* [Excerpted records]:
***

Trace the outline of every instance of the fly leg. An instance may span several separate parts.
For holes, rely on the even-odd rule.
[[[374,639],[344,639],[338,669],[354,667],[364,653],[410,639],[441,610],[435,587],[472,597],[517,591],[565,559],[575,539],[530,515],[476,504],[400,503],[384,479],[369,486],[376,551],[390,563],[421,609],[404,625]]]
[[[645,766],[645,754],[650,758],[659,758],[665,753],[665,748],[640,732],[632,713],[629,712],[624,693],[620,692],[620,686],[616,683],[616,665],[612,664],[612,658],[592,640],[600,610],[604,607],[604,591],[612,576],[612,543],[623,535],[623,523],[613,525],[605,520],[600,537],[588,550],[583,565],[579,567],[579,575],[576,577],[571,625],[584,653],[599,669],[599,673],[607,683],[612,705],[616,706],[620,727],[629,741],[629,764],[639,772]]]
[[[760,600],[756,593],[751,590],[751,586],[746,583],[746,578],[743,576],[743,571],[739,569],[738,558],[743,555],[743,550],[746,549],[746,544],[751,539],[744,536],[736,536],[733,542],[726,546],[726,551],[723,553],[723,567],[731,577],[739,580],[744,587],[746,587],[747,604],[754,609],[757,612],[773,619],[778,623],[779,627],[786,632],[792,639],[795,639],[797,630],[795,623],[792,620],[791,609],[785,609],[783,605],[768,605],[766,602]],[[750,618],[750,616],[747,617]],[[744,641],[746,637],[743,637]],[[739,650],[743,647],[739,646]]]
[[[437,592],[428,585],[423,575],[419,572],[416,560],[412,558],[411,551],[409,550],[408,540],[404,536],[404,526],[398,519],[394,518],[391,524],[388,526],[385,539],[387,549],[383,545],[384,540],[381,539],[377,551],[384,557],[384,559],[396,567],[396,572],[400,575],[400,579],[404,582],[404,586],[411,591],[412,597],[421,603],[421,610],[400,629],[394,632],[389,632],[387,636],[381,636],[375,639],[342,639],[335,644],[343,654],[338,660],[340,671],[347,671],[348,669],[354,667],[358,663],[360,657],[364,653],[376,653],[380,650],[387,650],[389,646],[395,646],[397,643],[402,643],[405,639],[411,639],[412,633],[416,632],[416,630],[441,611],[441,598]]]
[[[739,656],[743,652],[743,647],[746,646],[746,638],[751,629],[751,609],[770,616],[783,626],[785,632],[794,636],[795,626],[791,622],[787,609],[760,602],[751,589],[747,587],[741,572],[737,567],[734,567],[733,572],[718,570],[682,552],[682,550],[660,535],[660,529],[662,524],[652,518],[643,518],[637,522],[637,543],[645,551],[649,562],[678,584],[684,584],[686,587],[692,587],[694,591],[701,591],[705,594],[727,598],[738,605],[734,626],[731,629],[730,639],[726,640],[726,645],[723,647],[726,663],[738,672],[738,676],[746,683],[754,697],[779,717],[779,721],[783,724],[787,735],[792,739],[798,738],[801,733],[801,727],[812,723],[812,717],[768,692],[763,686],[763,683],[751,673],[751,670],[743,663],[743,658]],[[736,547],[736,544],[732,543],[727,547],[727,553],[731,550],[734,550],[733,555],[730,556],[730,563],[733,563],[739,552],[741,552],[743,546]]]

***

* [Work to complete]: Render the entries from the first line through the line containing "For holes, rely on the even-odd rule." as a Markdown table with the columns "Row" and "Text", where each row holds a row number and one line, and leave out any blank lines.

* [Solution]:
| Row | Text |
|---|---|
| 1 | Trace the outline of every instance of the fly leg. An instance may span several separate parts. |
| 2 | For holes, rely on the even-odd rule. |